*The problem*:
Turn the records from the line with "target | shadow on ground" through the end of the records into a two-column CSV with the columns "instruction" and "result". Give one row per item, with its text and its answer each in a single quoted field and any line breaks replaced by spaces.

* BEGIN *

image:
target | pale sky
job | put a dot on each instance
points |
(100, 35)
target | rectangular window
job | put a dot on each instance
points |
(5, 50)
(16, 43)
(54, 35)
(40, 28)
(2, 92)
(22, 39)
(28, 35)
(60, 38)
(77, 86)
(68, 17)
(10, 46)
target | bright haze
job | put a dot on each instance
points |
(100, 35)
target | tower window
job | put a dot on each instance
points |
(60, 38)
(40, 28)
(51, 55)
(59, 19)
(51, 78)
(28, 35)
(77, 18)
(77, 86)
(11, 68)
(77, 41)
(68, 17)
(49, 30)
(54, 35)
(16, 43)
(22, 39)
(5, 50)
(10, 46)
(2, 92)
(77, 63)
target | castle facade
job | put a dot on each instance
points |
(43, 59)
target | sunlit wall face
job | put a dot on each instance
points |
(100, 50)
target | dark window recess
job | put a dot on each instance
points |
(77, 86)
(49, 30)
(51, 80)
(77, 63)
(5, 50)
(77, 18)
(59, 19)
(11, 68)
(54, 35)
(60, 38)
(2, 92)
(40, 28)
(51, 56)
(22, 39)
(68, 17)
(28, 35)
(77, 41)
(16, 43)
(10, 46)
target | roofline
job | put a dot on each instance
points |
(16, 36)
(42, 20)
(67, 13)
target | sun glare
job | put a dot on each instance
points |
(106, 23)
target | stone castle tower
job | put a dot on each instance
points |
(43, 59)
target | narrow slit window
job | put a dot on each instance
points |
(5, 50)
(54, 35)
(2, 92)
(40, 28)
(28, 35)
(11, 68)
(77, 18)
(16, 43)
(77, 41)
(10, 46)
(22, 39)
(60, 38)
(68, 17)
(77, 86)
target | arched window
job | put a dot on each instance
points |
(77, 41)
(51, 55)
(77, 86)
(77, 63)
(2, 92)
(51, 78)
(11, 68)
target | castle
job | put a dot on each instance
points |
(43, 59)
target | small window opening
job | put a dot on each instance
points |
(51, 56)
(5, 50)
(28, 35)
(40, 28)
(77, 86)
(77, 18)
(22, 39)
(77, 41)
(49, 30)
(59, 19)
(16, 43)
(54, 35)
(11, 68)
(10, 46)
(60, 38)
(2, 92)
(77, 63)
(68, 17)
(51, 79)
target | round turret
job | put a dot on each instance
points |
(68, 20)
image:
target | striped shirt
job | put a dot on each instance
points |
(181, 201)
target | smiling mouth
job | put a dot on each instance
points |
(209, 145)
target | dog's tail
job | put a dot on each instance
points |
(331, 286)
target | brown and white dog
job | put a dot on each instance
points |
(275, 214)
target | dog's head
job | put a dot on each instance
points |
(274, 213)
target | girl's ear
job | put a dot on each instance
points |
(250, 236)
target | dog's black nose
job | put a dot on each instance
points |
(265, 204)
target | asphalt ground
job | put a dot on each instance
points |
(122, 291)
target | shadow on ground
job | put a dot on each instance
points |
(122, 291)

* END *

*Correct response*:
instruction,result
"target | shadow on ground job | put a dot on each instance points |","(122, 291)"